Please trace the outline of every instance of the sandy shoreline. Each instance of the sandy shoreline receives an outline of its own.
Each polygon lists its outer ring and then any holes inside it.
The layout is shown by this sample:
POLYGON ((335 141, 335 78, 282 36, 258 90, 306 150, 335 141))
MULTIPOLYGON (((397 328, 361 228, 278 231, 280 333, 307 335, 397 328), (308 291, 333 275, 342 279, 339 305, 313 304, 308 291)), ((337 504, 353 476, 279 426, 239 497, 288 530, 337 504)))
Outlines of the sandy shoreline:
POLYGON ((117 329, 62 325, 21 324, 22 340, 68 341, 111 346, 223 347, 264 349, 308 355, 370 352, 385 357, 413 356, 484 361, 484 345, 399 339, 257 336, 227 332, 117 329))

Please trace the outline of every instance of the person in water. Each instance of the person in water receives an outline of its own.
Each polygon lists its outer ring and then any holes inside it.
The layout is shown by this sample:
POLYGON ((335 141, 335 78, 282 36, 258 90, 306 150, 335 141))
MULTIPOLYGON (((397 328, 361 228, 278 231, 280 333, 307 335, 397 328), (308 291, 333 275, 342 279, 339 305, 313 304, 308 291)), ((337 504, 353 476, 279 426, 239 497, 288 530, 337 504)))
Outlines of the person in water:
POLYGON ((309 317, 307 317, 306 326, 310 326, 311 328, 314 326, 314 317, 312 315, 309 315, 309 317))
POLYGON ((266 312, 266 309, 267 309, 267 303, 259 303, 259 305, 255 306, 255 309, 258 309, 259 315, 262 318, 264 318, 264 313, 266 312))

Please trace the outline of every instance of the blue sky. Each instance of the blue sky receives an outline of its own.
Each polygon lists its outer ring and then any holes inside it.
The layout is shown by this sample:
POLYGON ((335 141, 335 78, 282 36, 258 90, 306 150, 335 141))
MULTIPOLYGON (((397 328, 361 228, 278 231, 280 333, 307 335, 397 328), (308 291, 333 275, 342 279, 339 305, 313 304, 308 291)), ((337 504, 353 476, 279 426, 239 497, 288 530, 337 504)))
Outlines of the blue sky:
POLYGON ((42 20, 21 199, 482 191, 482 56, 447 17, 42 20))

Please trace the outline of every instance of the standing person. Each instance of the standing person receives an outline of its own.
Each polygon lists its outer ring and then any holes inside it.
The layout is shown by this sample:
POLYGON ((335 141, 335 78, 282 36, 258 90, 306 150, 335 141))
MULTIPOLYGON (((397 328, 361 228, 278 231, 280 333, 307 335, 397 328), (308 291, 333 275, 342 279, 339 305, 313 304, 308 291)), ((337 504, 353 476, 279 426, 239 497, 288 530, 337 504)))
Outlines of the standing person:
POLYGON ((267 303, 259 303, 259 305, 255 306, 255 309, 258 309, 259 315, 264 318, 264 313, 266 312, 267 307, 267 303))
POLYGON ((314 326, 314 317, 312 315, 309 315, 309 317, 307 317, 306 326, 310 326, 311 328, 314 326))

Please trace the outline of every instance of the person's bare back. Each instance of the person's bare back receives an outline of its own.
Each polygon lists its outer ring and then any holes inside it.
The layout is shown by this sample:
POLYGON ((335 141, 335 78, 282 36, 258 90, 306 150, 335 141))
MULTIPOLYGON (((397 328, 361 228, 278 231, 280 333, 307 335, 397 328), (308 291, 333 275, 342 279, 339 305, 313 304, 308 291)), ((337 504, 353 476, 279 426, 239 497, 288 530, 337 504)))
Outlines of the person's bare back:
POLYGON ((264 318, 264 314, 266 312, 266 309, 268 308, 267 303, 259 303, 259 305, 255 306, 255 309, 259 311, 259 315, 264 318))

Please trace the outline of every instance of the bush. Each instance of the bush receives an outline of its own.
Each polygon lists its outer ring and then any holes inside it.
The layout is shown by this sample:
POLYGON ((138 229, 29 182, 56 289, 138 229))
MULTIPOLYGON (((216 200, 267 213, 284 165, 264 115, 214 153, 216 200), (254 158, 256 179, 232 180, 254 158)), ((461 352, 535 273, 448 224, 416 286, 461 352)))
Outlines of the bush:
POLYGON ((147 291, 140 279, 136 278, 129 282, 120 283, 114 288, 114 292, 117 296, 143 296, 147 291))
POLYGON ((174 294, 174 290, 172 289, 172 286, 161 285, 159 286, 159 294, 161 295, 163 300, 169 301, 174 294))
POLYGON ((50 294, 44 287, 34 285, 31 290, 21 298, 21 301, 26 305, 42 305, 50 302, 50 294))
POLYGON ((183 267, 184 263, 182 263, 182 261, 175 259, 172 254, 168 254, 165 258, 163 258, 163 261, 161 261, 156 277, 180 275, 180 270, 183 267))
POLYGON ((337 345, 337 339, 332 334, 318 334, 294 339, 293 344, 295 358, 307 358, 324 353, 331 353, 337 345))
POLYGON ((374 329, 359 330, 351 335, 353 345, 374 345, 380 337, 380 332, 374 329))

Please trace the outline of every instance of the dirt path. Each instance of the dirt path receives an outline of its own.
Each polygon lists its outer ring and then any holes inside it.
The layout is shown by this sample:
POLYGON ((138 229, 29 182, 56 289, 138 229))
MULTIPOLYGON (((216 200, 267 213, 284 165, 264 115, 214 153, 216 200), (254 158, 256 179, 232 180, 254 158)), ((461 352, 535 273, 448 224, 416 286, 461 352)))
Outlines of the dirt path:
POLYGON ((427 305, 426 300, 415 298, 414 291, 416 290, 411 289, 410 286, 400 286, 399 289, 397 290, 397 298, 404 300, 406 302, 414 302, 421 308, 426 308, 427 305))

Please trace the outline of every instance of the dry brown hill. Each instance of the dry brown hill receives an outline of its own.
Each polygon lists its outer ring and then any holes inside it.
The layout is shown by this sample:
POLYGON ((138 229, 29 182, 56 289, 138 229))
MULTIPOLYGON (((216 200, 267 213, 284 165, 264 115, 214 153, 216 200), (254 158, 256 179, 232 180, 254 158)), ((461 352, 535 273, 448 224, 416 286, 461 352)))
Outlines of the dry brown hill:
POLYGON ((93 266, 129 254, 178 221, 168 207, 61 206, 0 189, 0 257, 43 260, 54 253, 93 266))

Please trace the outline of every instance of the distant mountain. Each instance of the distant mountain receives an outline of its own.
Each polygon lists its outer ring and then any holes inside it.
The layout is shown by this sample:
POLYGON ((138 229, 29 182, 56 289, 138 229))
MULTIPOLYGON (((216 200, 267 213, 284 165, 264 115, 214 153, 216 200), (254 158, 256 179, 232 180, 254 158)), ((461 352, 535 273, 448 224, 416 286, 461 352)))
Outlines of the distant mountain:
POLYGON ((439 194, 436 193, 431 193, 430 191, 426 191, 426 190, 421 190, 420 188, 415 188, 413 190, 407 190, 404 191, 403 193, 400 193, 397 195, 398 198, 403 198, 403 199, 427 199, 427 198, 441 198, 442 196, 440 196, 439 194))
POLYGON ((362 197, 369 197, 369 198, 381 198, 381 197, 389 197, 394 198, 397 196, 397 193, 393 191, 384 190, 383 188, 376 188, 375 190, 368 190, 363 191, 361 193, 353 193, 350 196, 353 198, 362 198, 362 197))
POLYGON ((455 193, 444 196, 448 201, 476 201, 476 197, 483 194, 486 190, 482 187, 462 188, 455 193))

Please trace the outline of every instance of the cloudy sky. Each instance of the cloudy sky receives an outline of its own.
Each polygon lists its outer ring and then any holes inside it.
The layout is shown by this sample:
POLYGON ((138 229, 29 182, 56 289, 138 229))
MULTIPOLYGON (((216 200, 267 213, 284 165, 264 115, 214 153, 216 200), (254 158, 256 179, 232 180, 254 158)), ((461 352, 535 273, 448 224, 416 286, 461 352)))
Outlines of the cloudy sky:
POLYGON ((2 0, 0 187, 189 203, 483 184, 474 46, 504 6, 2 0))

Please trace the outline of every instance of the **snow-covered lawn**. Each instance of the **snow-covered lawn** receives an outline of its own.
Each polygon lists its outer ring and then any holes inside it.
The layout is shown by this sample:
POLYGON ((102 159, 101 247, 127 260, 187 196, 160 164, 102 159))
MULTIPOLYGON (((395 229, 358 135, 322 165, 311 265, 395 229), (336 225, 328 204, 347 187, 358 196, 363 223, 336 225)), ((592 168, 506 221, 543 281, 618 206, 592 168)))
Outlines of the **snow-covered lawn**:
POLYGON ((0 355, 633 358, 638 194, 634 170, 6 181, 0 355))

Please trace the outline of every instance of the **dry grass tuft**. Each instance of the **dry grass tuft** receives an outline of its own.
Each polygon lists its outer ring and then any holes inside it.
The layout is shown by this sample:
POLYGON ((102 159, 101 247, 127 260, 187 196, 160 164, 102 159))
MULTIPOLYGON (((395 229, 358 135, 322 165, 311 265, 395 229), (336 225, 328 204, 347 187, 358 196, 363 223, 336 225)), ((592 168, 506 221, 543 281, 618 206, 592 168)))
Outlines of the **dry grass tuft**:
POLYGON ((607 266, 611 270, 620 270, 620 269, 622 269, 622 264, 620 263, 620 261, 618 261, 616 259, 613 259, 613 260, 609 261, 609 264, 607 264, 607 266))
::::::::::
- Work item -
All lines from the one containing "Outlines of the cloudy" through the last line of the data, both included, are to be retyped exactly, and no other line belongs in the answer.

- Exercise answer -
Outlines of the cloudy sky:
POLYGON ((2 0, 0 187, 189 203, 483 184, 474 46, 504 6, 2 0))

Please trace the outline of every instance of the **snow-covered lawn**. Each instance of the **snow-covered lawn** receives an outline of its own.
Each polygon lists its outer ring and then any holes inside it.
The layout is shown by this sample:
POLYGON ((102 159, 101 247, 127 260, 187 196, 160 164, 102 159))
MULTIPOLYGON (((395 229, 358 135, 322 165, 311 265, 395 229), (336 225, 328 204, 347 187, 358 196, 363 223, 336 225)), ((592 168, 506 221, 543 281, 618 206, 592 168)))
Outlines of the **snow-covered lawn**:
POLYGON ((0 355, 633 358, 638 194, 634 170, 6 181, 0 355))

Please trace the outline of every instance of the **dry grass tuft**. Each instance of the **dry grass tuft** receives an outline of its own.
Each polygon lists its outer ring and then any holes inside it.
The layout is shown by this sample:
POLYGON ((102 159, 101 247, 127 260, 187 196, 160 164, 102 159))
MULTIPOLYGON (((395 229, 358 135, 322 165, 311 265, 395 229), (336 225, 328 204, 347 187, 358 196, 363 223, 336 225)), ((592 168, 506 221, 543 281, 618 206, 592 168)))
Outlines of the **dry grass tuft**:
POLYGON ((607 266, 611 270, 620 270, 620 269, 622 269, 622 264, 620 263, 620 261, 618 261, 616 259, 613 259, 613 260, 609 261, 609 264, 607 264, 607 266))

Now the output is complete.